### Material for the task
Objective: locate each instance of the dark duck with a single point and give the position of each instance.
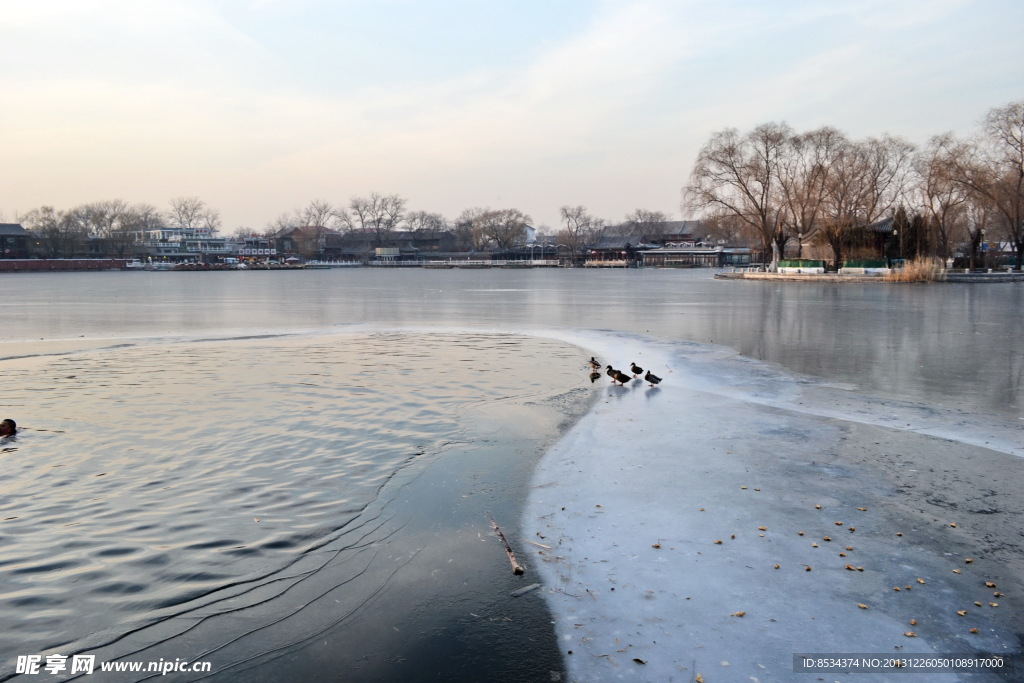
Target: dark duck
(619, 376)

==

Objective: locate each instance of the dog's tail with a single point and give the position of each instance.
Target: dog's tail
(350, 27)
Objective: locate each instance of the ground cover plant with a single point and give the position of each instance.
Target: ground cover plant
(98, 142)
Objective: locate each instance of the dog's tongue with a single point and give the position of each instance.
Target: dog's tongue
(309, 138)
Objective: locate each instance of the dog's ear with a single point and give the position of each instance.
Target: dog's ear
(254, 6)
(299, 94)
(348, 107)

### Requirement
Tell how many lines in the entries contain the string "instance". Give the number and nothing more.

### Completed task
5